* What needs to be done
Keep the pictures out, please, and set down every record exactly.

* Data records
▶

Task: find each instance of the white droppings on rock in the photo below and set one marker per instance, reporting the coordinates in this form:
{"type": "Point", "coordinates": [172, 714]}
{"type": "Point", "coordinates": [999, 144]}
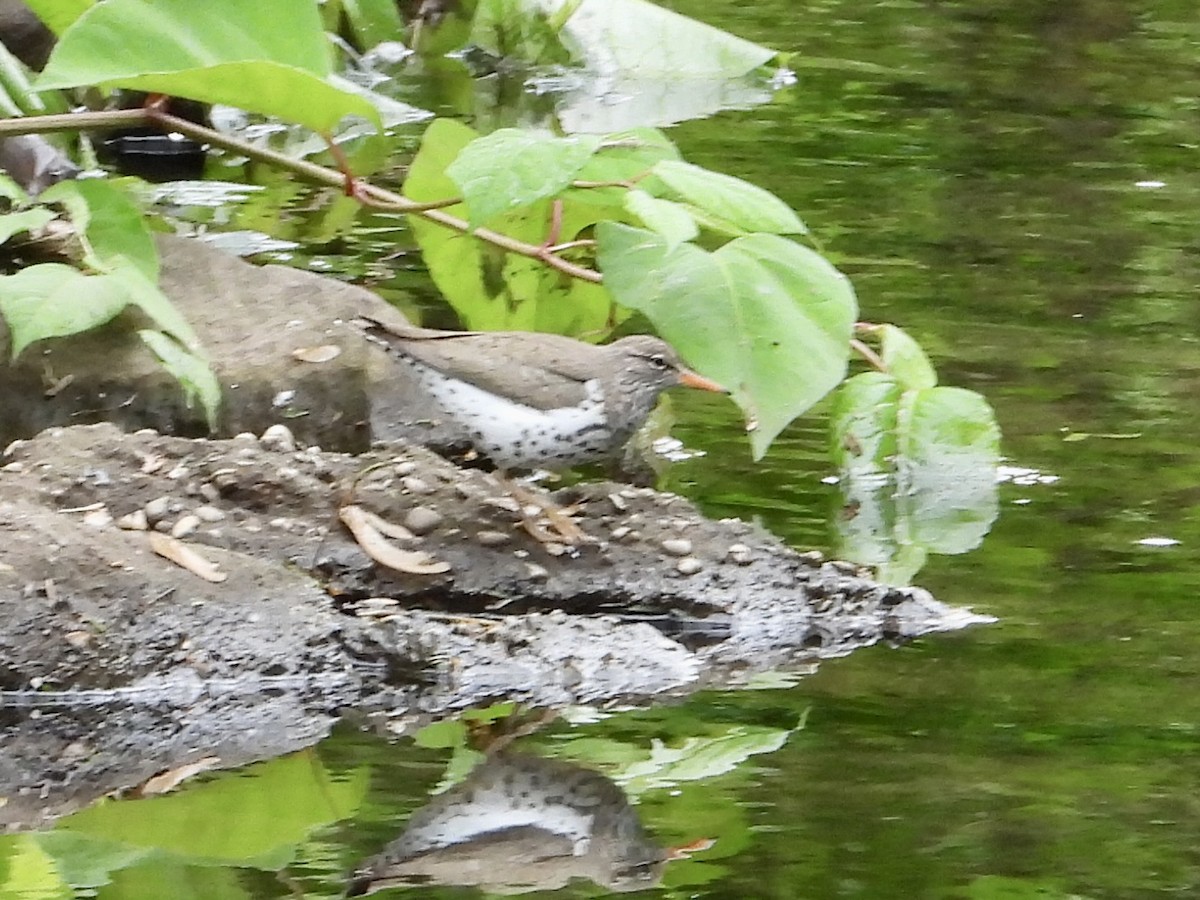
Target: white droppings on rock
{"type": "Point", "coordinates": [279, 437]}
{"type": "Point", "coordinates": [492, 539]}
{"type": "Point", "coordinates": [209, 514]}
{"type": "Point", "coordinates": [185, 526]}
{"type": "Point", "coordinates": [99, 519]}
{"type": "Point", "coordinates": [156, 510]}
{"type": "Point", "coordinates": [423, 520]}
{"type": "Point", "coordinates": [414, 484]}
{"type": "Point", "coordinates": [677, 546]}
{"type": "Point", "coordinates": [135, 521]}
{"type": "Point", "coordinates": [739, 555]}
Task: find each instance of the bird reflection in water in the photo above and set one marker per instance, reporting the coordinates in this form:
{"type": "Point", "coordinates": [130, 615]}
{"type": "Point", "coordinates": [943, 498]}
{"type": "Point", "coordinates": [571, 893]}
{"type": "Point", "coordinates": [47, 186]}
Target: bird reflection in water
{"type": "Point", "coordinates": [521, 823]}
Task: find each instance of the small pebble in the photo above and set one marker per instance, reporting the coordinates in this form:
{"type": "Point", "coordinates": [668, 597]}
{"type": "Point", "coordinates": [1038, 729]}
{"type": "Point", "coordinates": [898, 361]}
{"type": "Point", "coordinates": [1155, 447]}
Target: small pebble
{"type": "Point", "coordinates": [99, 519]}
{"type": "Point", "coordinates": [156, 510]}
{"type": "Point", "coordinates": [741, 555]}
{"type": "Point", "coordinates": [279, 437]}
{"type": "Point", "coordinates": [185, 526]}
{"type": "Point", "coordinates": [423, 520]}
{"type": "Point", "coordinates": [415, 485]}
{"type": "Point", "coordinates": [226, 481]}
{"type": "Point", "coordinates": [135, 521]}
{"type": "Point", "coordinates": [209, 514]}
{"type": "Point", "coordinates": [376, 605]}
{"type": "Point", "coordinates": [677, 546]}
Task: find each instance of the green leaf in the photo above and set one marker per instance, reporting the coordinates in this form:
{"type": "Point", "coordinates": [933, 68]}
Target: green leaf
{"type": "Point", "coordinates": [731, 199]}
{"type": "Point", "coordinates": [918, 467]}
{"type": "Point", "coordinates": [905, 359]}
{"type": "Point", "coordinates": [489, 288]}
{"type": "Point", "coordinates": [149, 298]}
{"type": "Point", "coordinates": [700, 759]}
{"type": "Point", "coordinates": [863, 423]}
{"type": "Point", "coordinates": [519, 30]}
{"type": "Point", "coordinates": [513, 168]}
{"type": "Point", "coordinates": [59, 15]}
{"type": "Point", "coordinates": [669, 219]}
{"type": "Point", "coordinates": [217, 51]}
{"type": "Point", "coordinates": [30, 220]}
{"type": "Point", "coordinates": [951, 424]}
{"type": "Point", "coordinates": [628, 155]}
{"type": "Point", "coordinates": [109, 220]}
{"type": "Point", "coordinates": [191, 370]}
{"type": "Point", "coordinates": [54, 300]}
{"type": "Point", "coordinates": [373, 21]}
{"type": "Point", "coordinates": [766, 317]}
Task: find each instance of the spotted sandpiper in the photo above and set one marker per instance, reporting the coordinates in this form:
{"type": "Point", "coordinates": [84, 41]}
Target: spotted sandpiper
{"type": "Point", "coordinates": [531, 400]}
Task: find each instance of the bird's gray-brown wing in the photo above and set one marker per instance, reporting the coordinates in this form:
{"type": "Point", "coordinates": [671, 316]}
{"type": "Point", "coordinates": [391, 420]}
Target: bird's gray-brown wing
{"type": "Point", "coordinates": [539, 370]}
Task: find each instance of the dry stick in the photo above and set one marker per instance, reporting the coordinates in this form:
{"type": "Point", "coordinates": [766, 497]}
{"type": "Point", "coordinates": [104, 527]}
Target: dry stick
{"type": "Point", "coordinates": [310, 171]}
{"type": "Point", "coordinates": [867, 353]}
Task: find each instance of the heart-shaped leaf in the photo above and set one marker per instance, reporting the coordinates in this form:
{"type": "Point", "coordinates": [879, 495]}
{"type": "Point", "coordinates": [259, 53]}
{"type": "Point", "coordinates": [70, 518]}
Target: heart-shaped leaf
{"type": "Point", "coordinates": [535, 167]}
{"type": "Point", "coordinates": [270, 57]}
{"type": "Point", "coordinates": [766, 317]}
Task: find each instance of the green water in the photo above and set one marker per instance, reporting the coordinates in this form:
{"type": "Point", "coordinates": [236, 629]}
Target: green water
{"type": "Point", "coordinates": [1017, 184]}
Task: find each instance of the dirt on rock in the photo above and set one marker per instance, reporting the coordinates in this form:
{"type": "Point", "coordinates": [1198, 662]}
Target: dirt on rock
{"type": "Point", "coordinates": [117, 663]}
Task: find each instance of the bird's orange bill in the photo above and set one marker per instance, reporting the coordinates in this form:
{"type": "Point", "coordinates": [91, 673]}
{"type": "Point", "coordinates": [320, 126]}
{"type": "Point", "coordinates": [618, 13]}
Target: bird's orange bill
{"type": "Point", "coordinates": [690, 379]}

◀

* Exercise solution
Task: find each instance of the white droppings on rock in the photo below and set one marker per instance, reporting the coordinates in this form:
{"type": "Point", "coordinates": [172, 714]}
{"type": "Point", "coordinates": [999, 144]}
Target: white droppings on rock
{"type": "Point", "coordinates": [279, 437]}
{"type": "Point", "coordinates": [492, 539]}
{"type": "Point", "coordinates": [209, 514]}
{"type": "Point", "coordinates": [185, 526]}
{"type": "Point", "coordinates": [99, 519]}
{"type": "Point", "coordinates": [156, 510]}
{"type": "Point", "coordinates": [423, 520]}
{"type": "Point", "coordinates": [414, 484]}
{"type": "Point", "coordinates": [677, 546]}
{"type": "Point", "coordinates": [135, 521]}
{"type": "Point", "coordinates": [739, 555]}
Task: find each instance of the bird reflection in water in the photo above and set one marker per instance, reporting the coordinates in this form:
{"type": "Point", "coordinates": [130, 615]}
{"type": "Point", "coordinates": [943, 498]}
{"type": "Point", "coordinates": [571, 893]}
{"type": "Point", "coordinates": [47, 186]}
Target: bird reflection in water
{"type": "Point", "coordinates": [521, 823]}
Task: find each instance of the small pebble in the photo above and set one marker per instance, reporting the coordinates in this form:
{"type": "Point", "coordinates": [668, 597]}
{"type": "Point", "coordinates": [1038, 729]}
{"type": "Point", "coordinates": [898, 361]}
{"type": "Point", "coordinates": [1155, 447]}
Target: small pebble
{"type": "Point", "coordinates": [99, 519]}
{"type": "Point", "coordinates": [156, 510]}
{"type": "Point", "coordinates": [741, 555]}
{"type": "Point", "coordinates": [279, 437]}
{"type": "Point", "coordinates": [185, 526]}
{"type": "Point", "coordinates": [423, 520]}
{"type": "Point", "coordinates": [415, 485]}
{"type": "Point", "coordinates": [226, 481]}
{"type": "Point", "coordinates": [135, 521]}
{"type": "Point", "coordinates": [209, 514]}
{"type": "Point", "coordinates": [376, 605]}
{"type": "Point", "coordinates": [677, 546]}
Task: find each instance of the green leaf in the photo above and set one marker per instance, reporting the coordinates in this form:
{"type": "Point", "coordinates": [933, 68]}
Target: green leaf
{"type": "Point", "coordinates": [731, 199]}
{"type": "Point", "coordinates": [918, 467]}
{"type": "Point", "coordinates": [905, 359]}
{"type": "Point", "coordinates": [489, 288]}
{"type": "Point", "coordinates": [149, 298]}
{"type": "Point", "coordinates": [700, 759]}
{"type": "Point", "coordinates": [863, 423]}
{"type": "Point", "coordinates": [519, 30]}
{"type": "Point", "coordinates": [513, 168]}
{"type": "Point", "coordinates": [59, 15]}
{"type": "Point", "coordinates": [669, 219]}
{"type": "Point", "coordinates": [217, 51]}
{"type": "Point", "coordinates": [30, 220]}
{"type": "Point", "coordinates": [951, 424]}
{"type": "Point", "coordinates": [628, 155]}
{"type": "Point", "coordinates": [109, 220]}
{"type": "Point", "coordinates": [191, 370]}
{"type": "Point", "coordinates": [54, 300]}
{"type": "Point", "coordinates": [373, 21]}
{"type": "Point", "coordinates": [766, 317]}
Task: find each instance of the spotted sandpiper in the photo above and set one marker per instance, reporting the coordinates in this form:
{"type": "Point", "coordinates": [84, 41]}
Target: spotted sandpiper
{"type": "Point", "coordinates": [531, 400]}
Task: find each instance of the bird's gray-brown wing in the photo above and set one marker per instance, reporting the coordinates in this form:
{"type": "Point", "coordinates": [671, 316]}
{"type": "Point", "coordinates": [391, 420]}
Target: bird's gray-brown wing
{"type": "Point", "coordinates": [539, 370]}
Task: find each instance of the dry stick in the photo above and set one marker per instance, reporting the coordinates in this form:
{"type": "Point", "coordinates": [766, 497]}
{"type": "Point", "coordinates": [104, 527]}
Target: dry stick
{"type": "Point", "coordinates": [310, 171]}
{"type": "Point", "coordinates": [867, 353]}
Task: find each instance of the heart-shaped leaf in the photo above and set one marker per instance, reporting the coordinates in this form:
{"type": "Point", "coordinates": [879, 495]}
{"type": "Point", "coordinates": [259, 53]}
{"type": "Point", "coordinates": [70, 518]}
Target: heart-shaped leaf
{"type": "Point", "coordinates": [535, 167]}
{"type": "Point", "coordinates": [270, 57]}
{"type": "Point", "coordinates": [766, 317]}
Task: find each instance of the green water in the photo above and set one marker per instance, reporting the coordinates in this form:
{"type": "Point", "coordinates": [236, 629]}
Target: green water
{"type": "Point", "coordinates": [1017, 184]}
Task: find each instance of the dirt on rock in the photo above and set one marker per instance, reporting the coordinates in this form:
{"type": "Point", "coordinates": [1198, 662]}
Target: dirt on rock
{"type": "Point", "coordinates": [117, 663]}
Task: find each instance of the bird's orange bill in the photo above and set one marker per instance, reporting the coordinates in this form:
{"type": "Point", "coordinates": [91, 673]}
{"type": "Point", "coordinates": [320, 126]}
{"type": "Point", "coordinates": [618, 13]}
Target: bird's orange bill
{"type": "Point", "coordinates": [690, 379]}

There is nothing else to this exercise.